→ **Exercise directions**
Please copy every line from the following entries in which the word "hillside" appears.

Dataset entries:
<<<<
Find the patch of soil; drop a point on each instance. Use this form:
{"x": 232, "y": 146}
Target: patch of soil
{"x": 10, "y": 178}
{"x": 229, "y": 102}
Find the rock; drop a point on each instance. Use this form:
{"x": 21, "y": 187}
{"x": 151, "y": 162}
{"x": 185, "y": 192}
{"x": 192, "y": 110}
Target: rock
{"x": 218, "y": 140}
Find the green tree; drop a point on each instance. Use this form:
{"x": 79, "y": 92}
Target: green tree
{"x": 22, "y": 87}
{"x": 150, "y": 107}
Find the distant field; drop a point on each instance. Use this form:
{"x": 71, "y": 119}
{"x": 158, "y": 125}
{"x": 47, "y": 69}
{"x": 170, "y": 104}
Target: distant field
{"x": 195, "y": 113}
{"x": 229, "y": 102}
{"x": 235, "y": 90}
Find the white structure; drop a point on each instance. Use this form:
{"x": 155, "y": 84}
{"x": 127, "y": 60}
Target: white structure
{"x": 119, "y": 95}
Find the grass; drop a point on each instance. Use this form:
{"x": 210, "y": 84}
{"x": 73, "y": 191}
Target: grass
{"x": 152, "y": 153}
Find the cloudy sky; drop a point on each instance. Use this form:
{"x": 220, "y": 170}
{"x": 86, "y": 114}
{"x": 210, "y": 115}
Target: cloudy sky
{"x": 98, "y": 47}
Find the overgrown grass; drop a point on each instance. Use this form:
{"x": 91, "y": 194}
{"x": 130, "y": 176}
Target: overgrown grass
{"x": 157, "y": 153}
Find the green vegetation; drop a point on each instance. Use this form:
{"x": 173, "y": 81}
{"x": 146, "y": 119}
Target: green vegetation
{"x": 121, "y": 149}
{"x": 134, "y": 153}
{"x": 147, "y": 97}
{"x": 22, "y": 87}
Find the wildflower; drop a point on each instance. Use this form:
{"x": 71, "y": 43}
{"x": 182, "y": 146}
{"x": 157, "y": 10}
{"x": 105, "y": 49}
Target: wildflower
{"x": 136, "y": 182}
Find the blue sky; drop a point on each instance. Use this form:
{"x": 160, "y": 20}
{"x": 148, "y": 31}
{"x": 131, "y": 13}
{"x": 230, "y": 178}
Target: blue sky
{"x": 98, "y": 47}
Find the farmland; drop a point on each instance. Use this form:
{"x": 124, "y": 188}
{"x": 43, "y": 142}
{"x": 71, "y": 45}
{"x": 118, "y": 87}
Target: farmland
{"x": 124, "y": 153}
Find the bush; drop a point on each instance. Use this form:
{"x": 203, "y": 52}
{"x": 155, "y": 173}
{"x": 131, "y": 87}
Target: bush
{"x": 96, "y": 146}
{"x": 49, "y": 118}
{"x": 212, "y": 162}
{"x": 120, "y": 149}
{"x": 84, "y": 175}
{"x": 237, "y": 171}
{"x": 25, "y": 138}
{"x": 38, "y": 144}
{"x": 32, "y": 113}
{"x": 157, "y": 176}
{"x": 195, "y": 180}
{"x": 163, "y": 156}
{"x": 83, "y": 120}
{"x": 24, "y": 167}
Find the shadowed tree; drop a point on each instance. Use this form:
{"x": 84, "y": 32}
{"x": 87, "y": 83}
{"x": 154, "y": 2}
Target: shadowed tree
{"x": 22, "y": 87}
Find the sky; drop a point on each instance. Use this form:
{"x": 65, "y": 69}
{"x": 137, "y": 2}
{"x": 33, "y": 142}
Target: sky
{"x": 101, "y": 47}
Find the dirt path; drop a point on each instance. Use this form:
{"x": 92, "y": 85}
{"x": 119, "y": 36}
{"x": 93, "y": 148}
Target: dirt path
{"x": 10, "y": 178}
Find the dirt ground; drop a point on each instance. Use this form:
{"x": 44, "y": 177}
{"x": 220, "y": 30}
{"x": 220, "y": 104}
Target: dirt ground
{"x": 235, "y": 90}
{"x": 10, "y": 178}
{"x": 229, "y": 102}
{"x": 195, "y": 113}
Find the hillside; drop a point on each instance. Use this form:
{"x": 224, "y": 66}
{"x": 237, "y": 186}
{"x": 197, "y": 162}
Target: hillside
>>>>
→ **Task output**
Find the hillside; drop a point on each instance. Use this form:
Target: hillside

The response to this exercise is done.